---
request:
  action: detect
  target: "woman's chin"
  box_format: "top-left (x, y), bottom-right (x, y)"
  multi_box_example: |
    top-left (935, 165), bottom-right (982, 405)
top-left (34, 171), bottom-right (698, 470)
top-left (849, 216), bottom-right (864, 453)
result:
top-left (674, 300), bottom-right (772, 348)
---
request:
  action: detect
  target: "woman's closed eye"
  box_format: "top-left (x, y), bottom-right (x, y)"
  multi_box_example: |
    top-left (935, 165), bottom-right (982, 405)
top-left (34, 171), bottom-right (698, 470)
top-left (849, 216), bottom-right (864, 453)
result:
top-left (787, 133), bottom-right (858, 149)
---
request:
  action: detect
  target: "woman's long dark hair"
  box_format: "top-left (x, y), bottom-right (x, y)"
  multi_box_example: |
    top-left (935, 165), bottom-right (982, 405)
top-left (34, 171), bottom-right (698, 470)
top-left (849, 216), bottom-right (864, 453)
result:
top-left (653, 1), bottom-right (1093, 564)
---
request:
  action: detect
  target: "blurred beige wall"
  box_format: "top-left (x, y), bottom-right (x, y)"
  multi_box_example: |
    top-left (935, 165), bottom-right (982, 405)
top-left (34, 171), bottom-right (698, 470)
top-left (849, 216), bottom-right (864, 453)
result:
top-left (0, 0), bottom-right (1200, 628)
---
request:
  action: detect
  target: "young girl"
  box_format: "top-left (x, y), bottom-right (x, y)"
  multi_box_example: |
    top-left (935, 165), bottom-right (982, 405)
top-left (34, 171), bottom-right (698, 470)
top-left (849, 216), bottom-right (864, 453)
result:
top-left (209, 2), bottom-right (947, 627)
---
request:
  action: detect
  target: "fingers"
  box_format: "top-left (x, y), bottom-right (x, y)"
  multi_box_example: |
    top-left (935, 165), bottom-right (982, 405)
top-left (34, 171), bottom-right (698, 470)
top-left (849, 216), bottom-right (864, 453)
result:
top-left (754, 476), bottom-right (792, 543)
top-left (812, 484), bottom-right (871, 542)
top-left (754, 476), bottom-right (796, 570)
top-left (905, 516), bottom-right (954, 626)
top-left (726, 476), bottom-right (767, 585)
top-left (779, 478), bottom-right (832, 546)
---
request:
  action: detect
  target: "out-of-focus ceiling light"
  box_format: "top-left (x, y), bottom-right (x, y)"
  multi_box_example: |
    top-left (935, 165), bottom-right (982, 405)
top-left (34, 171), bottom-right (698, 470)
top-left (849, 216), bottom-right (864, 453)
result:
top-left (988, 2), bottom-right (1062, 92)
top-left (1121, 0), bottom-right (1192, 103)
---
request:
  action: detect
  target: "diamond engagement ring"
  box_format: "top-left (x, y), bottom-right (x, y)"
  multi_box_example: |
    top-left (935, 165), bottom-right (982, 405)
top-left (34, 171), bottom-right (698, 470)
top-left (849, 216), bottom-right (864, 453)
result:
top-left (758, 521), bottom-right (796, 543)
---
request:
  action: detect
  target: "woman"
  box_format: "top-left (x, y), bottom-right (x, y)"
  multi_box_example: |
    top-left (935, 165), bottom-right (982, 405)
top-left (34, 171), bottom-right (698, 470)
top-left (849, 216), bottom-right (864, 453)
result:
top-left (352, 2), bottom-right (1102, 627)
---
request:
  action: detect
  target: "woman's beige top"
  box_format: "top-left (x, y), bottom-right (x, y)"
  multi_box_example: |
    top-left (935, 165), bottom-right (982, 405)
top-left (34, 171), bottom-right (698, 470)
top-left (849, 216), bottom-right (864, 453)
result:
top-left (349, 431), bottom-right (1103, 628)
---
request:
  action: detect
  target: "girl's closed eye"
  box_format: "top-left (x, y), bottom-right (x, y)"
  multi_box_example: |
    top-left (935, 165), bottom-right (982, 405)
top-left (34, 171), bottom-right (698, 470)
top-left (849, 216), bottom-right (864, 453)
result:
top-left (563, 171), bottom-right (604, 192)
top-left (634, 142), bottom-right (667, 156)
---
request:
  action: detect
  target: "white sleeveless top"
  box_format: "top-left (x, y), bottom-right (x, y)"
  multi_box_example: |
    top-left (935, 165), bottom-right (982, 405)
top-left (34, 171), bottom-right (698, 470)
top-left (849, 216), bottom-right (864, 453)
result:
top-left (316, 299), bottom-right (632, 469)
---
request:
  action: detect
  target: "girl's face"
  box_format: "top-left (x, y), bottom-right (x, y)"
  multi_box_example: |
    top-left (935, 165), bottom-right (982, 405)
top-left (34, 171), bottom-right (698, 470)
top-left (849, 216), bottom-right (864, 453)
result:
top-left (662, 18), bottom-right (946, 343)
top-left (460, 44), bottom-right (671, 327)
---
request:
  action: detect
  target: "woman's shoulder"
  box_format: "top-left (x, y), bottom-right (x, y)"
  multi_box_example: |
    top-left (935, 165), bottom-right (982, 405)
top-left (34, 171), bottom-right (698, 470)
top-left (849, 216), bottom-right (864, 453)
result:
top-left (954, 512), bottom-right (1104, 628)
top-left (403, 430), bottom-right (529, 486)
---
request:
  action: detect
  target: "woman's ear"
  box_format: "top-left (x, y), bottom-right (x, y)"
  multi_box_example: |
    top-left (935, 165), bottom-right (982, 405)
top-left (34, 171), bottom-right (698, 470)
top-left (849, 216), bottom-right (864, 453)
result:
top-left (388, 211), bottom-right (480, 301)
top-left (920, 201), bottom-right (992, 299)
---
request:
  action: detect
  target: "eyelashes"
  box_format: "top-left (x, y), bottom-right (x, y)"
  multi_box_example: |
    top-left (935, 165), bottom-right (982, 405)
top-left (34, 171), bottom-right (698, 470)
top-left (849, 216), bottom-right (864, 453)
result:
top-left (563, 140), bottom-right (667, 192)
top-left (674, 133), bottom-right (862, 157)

========================================

> **Stated problem**
Pull out every line of the items above that contains the word "girl", and list those lines.

> **Expected output**
  target: "young girl"
  target: "girl's closed eye"
  target: "girl's face"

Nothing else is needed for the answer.